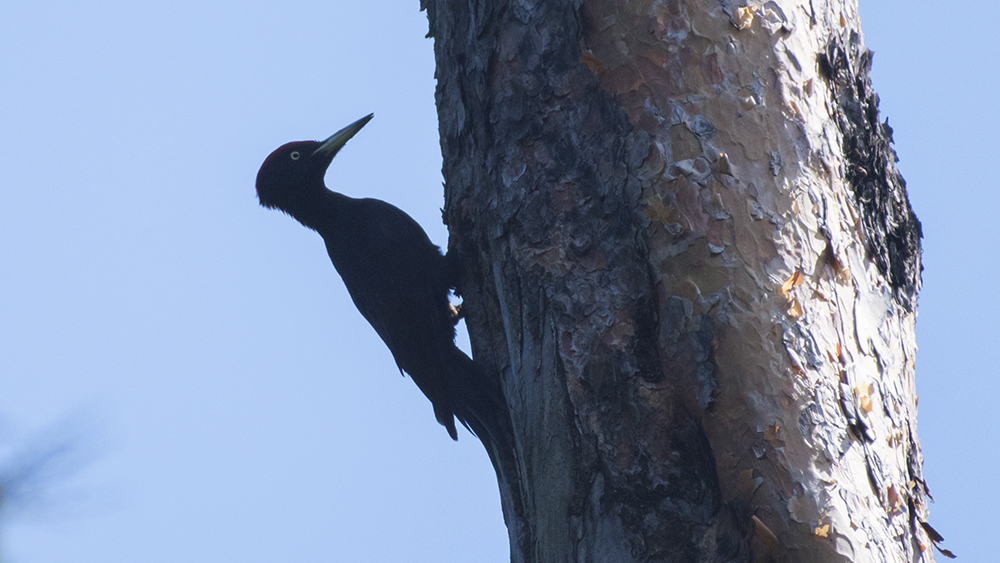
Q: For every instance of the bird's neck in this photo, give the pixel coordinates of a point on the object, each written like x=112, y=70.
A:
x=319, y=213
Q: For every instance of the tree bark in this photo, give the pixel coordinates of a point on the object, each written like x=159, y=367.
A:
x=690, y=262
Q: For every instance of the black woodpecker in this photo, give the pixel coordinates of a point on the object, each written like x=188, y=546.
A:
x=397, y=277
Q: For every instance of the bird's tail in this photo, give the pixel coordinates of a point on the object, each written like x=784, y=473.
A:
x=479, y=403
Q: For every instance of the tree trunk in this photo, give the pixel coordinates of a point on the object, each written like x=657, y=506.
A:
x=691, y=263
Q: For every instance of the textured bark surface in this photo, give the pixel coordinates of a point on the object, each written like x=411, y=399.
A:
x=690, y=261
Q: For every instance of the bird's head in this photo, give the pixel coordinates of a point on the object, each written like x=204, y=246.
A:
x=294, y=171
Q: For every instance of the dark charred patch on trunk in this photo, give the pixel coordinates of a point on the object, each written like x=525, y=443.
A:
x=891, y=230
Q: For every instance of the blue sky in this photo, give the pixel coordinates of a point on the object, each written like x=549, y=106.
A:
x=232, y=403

━━━━━━━━━━━━━━━━

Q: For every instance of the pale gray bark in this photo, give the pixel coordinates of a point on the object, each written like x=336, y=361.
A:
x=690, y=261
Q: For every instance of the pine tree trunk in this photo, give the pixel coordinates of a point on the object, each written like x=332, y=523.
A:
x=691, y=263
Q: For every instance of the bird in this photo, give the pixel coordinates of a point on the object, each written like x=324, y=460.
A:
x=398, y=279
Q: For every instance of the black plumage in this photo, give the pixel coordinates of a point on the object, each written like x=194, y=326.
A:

━━━━━━━━━━━━━━━━

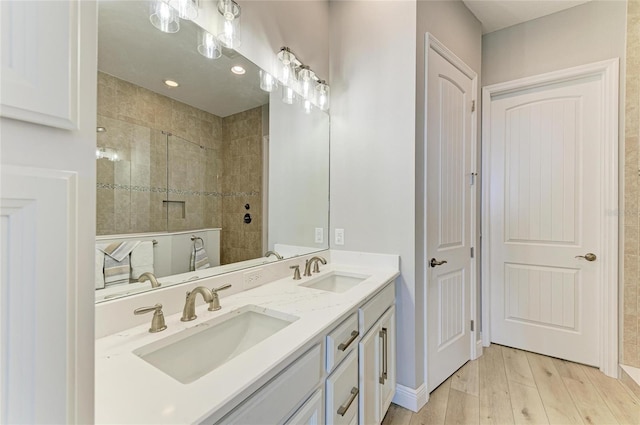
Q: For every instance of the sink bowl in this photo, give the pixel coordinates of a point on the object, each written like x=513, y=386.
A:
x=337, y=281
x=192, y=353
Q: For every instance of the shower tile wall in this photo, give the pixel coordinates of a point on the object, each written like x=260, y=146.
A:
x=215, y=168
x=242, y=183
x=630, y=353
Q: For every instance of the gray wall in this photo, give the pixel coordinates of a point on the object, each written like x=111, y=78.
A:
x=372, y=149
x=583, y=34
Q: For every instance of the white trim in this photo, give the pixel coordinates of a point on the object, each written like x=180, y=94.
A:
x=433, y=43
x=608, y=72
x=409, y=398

━━━━━━━━━━━━━━━━

## Task statement
Copy out the entries word for word, beginning with the line containing "Q: For every instance of the blue" and continuing through the line containing "x=232, y=403", with both of those lines included.

## Right answer
Q: For every instance of the blue sky in this photo, give the pixel coordinates of a point on the object, each written like x=549, y=106.
A:
x=232, y=403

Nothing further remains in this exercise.